# Extract provided
** Begin **

An identification, user detection or, simply, web-tracking, all that means a computation and an installation of a special identificator for each browser visiting a certain site. By and large, initially, it was not designed as a ‘ global evil’ and, as everything else has another ‘ side of a coin’, in other words it was made up to provide a benefit, for example, to allow website owners to distinguish real users from bots, or to give them a possibility to save user’s preferences and use them during the further visits. However, at the same time this option catch promo’s fancy. As you know, cookies are the most popular way to detect users. And they have been being used in advertising since 90s.
Many changes have taken place ever since, in the sphere of technologies a huge step forward have been made and today we can use not only cookies but many other ways for tracking users. The most obvious method is to install an indificator similar to a cookie. Another way is to use the information from the user’s computer, that we, actually, can get from the sent requests of HTTP-headers: address, OS type, time and so on. And, finally, we can distinguish a user upon his habits and behaviour ( the way he moves the cursor, favourite site sections and so on).
Obvious Identificators
This approach is quite obvious, all that we need to do is to place some long-lasting identificator on the user’s side, that we can request during the further visits. Modern browsers allow to make it in a transparent manner for the user. First and foremost, we can use good old cookies. Then, it could be specific features of certain plag-ins, that have similar to cookies software, like, Local Shared Objects in Flash or Isolated Storage in Silverlight. Also we can find some storage mechanisms in HTML5, including localStorage, File and IndexedDB API. Besides, we can save unique markers in cache-resources on local machines or in the cache metadata (Last-Modified, ETag). Furthermore, we can detect a user by his fingerprints that we can get from Origin Bound certificates, generated by the browser for SSL-connections, or, by the data contained in SDCH-dictionaries, or by the information in those dictionaries. In short, there are plenty of possibilities.

** End **

# Given data
** Begin **

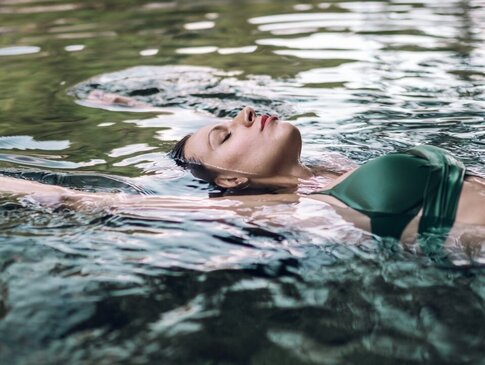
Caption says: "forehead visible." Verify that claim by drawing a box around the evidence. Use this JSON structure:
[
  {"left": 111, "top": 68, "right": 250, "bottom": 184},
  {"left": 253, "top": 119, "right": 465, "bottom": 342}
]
[{"left": 184, "top": 124, "right": 215, "bottom": 160}]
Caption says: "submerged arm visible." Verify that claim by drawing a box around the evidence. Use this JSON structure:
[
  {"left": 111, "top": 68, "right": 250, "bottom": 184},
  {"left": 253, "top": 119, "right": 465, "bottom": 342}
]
[{"left": 0, "top": 176, "right": 299, "bottom": 213}]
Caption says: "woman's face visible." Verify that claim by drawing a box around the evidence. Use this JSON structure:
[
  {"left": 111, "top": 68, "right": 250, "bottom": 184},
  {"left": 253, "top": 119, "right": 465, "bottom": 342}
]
[{"left": 184, "top": 107, "right": 301, "bottom": 177}]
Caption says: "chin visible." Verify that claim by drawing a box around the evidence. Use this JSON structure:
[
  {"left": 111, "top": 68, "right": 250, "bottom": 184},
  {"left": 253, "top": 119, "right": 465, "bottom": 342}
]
[{"left": 278, "top": 122, "right": 302, "bottom": 159}]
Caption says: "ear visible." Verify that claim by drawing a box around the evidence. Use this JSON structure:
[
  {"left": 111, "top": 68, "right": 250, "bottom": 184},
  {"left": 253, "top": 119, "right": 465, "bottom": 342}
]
[{"left": 214, "top": 175, "right": 249, "bottom": 189}]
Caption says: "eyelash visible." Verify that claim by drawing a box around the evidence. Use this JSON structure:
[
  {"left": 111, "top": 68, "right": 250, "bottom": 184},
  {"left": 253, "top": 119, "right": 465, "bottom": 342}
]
[{"left": 221, "top": 132, "right": 231, "bottom": 144}]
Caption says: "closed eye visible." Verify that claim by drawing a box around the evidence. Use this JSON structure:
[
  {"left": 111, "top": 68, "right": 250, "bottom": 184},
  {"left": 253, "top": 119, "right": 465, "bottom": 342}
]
[{"left": 221, "top": 132, "right": 232, "bottom": 144}]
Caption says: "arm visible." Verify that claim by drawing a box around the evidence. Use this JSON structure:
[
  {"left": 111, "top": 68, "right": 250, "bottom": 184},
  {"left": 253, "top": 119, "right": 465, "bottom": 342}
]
[{"left": 0, "top": 176, "right": 299, "bottom": 214}]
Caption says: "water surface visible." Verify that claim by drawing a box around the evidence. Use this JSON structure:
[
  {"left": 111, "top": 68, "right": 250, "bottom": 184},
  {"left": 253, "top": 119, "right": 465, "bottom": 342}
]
[{"left": 0, "top": 0, "right": 485, "bottom": 364}]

** End **

# Work instructions
• A. Answer these questions using the text on web tracking:
(i) Since when have cookies been used in advertising?
(ii) Which pieces of information from the user's computer does the text say can be obtained from HTTP headers?
(iii) Which HTML5 storage mechanisms does the text name?
• B. Write the next part of the text on web tracking, picking up after its last sentence.

# Answers to the problems
• A.
(i) Since the 90s.
(ii) Address, OS type and time.
(iii) localStorage, File and IndexedDB API.

• B.
Cookies
If we are talking about storing a small amount of information on the user’s side the first thing that pops up in our minds is cookies. A web-server install a unique identificator for each new user and save it in their cookies, so, the client will sent it to the server with each further request. Even though, every modern browser has a convenient interface that allows to deal with cookies, as long as there are a great amount of utilities in the internet to control or bloc them, we still continue to use cookies for user-tracking. The case is that there are not really many people who look through or clean them ( try to remember when did you do it for the last time ). Probably the main reason for such situation is that we just don’t want to delete some necessary cookie, that, for example, is using for an authorisation. Although, most browsers allow to restrict the installations of ‘alien’ cookies, the problem does not disappear, because it is quite common situation for browser to ‘consider’ as ‘native’ ones the cookies that are gotten through HTTP-redirects and other ways while downloading page contents.
Unlike other mechanism that we are going to discuss later, the usage of cookies is transparent for the end user. Moreover, it is not necessary to store an identification in a separate cookie to ‘mark’ a user, it could be simply collected from other cookies or be stored in metadata, like Expiration Time. That is why it is quite difficult to understand whether some certain cookie have been used for tracking or not.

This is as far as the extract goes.